→ **Task goal**
Starting at the line that contains "Reviewer note. Confirm that each instance of the flag" and ending at the end of the listing, write those lines out again, request lines included, and add 29 to every x and y coordinate in the answers.
# START OF Data provided
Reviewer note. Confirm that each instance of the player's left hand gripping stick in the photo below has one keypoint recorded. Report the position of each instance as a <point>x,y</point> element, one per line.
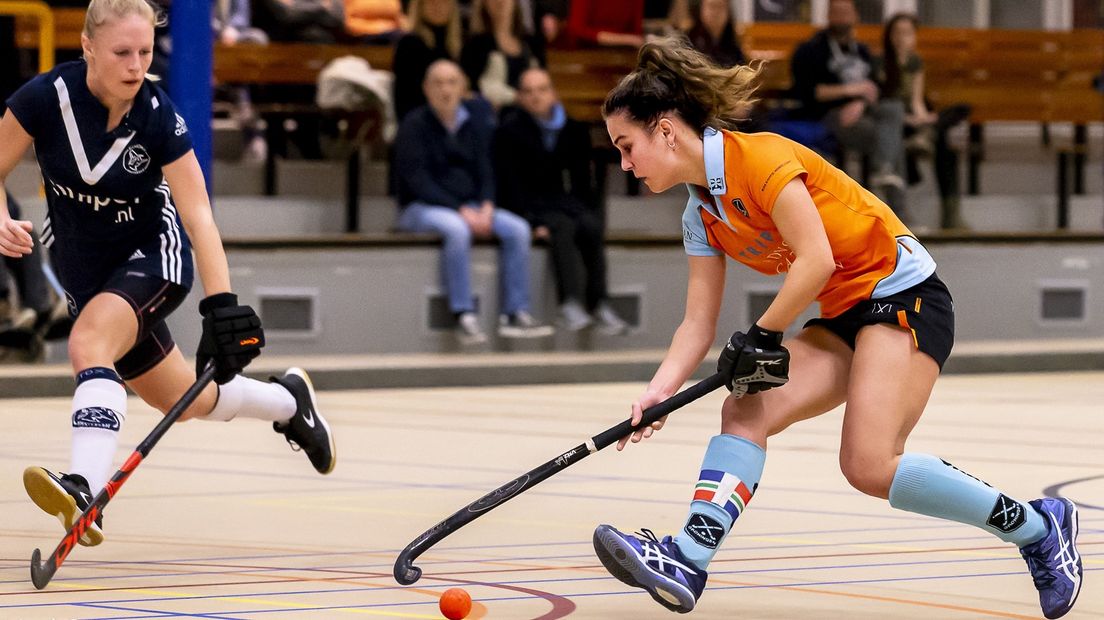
<point>43,572</point>
<point>406,573</point>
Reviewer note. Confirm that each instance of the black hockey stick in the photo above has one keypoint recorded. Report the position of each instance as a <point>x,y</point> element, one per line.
<point>43,572</point>
<point>406,573</point>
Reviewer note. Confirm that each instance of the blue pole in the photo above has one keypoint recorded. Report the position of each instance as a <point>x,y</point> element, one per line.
<point>190,73</point>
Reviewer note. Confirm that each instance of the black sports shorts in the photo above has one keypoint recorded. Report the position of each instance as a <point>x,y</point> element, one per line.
<point>152,300</point>
<point>926,310</point>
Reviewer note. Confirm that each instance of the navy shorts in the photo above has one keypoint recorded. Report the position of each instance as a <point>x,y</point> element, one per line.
<point>140,282</point>
<point>926,310</point>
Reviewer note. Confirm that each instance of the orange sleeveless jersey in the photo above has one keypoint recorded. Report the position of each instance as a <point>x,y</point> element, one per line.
<point>876,254</point>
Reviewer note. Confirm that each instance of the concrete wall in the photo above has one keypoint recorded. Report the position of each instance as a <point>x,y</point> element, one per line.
<point>381,300</point>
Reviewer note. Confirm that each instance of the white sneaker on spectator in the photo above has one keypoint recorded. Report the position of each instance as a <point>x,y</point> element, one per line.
<point>468,330</point>
<point>522,324</point>
<point>609,323</point>
<point>574,316</point>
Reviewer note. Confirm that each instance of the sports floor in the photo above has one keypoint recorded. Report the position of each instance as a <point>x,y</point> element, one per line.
<point>224,521</point>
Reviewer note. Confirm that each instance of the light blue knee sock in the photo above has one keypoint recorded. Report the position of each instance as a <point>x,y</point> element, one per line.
<point>730,472</point>
<point>929,485</point>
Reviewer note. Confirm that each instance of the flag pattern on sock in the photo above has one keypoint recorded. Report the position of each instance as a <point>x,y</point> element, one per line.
<point>724,490</point>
# END OF Data provided
→ **Result of the exercise**
Reviewer note. Confirm that each instance of the flag pattern on sock in the photo above has one keypoint recorded. Report the position of each instance as a <point>x,y</point> element, one per line.
<point>753,519</point>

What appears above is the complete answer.